[Data items]
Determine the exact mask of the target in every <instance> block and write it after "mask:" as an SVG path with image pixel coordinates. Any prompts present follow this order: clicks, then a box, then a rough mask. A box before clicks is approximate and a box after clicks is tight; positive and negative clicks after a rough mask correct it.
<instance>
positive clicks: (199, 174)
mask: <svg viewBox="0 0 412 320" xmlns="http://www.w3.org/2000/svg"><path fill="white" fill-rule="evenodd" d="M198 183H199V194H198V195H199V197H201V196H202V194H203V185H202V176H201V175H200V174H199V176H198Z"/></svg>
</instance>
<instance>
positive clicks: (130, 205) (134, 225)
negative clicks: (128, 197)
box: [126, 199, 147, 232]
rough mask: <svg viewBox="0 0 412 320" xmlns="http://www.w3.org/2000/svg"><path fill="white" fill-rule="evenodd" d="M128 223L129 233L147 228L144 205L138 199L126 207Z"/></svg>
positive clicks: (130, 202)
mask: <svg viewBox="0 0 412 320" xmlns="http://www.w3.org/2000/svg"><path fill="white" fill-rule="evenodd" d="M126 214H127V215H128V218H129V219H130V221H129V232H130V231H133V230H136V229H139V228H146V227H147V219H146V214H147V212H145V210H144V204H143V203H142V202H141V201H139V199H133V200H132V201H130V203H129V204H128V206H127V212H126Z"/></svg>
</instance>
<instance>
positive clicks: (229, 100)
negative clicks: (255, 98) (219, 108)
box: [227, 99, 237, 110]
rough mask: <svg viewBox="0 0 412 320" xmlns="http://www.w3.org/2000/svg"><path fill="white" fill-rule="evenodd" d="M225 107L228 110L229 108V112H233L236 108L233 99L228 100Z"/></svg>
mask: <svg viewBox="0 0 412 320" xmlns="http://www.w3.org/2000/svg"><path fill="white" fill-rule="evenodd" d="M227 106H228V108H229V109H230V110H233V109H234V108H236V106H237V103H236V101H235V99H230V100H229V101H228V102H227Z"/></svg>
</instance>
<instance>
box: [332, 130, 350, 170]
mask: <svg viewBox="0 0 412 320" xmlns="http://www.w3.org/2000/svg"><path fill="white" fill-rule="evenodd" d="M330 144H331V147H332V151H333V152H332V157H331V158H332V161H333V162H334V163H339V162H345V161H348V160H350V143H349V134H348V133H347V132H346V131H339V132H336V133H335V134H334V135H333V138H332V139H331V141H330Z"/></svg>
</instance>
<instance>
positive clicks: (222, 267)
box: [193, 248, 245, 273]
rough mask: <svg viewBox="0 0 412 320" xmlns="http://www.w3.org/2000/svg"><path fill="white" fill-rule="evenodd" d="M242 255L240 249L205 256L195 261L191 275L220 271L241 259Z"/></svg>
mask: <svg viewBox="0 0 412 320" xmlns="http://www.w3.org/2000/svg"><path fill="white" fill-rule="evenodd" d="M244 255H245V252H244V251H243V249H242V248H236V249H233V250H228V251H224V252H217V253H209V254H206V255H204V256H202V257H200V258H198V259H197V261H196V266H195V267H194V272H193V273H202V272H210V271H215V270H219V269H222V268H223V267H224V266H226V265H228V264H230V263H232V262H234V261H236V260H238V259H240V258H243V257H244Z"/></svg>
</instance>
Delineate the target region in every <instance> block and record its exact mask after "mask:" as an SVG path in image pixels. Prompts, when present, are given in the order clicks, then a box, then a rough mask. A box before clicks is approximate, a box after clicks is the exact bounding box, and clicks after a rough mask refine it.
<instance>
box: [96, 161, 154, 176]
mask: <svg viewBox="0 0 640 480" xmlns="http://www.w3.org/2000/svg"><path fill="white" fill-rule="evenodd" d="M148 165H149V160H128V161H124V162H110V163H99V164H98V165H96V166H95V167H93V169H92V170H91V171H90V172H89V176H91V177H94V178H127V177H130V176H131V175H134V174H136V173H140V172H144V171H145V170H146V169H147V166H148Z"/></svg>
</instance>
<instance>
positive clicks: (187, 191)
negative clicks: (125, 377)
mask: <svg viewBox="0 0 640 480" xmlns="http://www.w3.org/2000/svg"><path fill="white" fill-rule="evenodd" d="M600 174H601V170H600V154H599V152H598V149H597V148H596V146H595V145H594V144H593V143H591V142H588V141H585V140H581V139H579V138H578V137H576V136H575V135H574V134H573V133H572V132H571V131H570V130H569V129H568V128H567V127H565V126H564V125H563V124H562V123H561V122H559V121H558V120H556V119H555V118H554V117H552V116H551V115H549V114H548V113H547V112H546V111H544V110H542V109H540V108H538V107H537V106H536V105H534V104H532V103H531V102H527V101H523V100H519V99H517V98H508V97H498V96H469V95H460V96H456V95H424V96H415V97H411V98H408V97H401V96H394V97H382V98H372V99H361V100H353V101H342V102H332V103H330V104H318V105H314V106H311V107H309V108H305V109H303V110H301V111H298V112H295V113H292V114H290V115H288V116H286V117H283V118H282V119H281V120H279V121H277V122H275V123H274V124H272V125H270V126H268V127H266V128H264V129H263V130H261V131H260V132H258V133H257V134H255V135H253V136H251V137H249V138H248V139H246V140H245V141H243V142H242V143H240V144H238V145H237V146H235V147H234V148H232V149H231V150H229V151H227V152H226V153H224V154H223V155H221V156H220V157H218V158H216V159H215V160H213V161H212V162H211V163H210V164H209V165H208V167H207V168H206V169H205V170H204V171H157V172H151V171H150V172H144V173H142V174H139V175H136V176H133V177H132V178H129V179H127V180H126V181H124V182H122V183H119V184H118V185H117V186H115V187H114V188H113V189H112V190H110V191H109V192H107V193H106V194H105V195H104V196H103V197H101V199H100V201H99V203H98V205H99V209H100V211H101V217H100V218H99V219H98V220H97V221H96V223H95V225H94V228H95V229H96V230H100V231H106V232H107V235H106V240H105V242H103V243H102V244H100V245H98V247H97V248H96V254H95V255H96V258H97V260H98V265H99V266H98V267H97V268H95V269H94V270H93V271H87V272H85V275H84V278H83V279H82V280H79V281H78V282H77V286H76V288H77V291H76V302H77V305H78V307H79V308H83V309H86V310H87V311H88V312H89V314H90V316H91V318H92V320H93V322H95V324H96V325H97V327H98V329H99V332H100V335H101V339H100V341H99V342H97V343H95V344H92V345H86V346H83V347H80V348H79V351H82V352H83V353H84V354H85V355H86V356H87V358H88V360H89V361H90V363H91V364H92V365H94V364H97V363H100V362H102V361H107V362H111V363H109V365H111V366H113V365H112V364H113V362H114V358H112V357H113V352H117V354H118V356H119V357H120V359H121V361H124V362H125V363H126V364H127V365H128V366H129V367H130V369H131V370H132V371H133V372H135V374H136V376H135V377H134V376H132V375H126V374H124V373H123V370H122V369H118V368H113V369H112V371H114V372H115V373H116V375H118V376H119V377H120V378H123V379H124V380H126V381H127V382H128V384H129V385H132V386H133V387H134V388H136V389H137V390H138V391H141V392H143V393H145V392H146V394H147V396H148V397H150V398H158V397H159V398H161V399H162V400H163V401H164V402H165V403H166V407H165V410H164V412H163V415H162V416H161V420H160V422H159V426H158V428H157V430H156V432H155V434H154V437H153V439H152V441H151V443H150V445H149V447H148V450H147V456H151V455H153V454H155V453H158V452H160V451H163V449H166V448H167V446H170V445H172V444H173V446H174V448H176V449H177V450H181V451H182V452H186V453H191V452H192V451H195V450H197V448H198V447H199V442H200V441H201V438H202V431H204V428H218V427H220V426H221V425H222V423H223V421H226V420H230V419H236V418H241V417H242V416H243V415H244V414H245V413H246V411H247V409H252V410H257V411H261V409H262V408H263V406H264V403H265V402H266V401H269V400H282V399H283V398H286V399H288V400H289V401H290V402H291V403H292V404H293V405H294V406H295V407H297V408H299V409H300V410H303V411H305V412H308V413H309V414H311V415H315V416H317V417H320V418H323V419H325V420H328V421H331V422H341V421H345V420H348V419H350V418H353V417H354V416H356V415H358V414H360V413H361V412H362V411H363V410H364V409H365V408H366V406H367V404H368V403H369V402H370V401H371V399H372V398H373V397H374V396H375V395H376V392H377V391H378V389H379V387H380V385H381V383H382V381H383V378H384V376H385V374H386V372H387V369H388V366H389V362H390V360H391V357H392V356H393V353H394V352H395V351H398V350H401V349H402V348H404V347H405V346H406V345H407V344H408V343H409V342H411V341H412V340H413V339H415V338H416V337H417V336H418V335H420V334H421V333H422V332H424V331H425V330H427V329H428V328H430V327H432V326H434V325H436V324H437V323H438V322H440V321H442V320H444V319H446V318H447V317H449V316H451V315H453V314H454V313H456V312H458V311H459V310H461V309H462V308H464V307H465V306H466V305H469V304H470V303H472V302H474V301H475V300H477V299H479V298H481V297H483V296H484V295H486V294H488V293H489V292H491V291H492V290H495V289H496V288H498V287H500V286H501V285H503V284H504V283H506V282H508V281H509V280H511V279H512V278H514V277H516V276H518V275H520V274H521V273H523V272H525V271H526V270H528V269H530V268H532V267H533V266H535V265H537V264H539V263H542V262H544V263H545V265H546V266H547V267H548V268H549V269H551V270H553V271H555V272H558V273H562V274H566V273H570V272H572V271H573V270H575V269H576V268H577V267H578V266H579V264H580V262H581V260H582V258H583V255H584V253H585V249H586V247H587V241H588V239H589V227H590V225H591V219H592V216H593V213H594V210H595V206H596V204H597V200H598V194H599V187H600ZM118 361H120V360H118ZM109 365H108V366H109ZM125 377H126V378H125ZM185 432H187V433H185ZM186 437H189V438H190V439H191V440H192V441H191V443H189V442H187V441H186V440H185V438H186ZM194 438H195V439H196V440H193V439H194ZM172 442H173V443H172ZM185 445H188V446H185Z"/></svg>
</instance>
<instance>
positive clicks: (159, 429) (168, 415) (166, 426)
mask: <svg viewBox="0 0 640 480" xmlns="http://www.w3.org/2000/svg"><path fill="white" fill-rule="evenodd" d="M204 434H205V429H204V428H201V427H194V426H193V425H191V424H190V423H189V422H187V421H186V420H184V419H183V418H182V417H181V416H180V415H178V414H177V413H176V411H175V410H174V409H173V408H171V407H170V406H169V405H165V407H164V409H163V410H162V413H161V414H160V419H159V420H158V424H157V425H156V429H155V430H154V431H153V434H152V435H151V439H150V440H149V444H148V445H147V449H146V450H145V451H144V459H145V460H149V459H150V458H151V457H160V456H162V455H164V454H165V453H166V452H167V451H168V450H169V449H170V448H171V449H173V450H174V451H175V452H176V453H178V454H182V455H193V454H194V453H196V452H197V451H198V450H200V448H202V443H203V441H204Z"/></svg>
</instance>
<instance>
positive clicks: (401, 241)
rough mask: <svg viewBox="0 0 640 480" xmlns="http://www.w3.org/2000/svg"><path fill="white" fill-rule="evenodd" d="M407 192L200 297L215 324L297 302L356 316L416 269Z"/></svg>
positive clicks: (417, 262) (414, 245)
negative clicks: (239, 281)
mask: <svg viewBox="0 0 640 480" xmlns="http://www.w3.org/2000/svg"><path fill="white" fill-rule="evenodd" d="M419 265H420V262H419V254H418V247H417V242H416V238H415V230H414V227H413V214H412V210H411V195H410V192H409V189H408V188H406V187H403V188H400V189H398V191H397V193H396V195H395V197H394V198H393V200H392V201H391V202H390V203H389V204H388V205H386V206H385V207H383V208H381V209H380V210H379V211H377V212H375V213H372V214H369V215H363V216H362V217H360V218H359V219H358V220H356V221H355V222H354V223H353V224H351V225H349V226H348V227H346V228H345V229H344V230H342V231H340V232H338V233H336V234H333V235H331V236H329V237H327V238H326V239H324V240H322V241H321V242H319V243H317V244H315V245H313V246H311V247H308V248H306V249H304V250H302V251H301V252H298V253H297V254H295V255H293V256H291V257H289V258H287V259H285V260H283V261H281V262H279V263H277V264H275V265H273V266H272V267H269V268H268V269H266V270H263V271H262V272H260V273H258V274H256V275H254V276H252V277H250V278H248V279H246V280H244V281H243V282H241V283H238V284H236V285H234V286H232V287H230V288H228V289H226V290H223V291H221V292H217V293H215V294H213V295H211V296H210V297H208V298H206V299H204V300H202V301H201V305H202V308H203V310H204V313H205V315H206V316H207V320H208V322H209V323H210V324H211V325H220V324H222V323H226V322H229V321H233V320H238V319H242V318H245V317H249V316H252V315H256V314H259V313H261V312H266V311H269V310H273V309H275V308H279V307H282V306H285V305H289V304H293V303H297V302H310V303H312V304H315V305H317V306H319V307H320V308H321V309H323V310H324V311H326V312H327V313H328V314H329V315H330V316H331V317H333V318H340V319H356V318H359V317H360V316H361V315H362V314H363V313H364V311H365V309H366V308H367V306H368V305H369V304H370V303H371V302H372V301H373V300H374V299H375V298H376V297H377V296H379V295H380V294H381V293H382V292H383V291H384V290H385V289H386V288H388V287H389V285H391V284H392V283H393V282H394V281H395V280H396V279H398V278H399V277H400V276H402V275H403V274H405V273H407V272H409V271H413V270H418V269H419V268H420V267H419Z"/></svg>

> **WHAT YOU NEED TO DO**
Lines from the start of the records through the one containing "box: [126, 199, 147, 232]" are what should be retyped, exactly and in full, both ends included.

> **PROBLEM SOLUTION**
Determine the exact mask of the target in every <instance> block and write it after "mask:" as an SVG path with image pixel coordinates. Any prompts present follow this order: clicks, then a box, then a rough mask. A box before clicks is approximate and a box after clicks is tight; positive and negative clicks after a rough mask correct it.
<instance>
positive clicks: (199, 174)
mask: <svg viewBox="0 0 412 320" xmlns="http://www.w3.org/2000/svg"><path fill="white" fill-rule="evenodd" d="M198 183H199V194H198V195H199V197H201V196H202V194H203V185H202V176H201V175H200V174H199V176H198Z"/></svg>
</instance>
<instance>
positive clicks: (130, 205) (134, 225)
negative clicks: (128, 197)
box: [126, 199, 147, 232]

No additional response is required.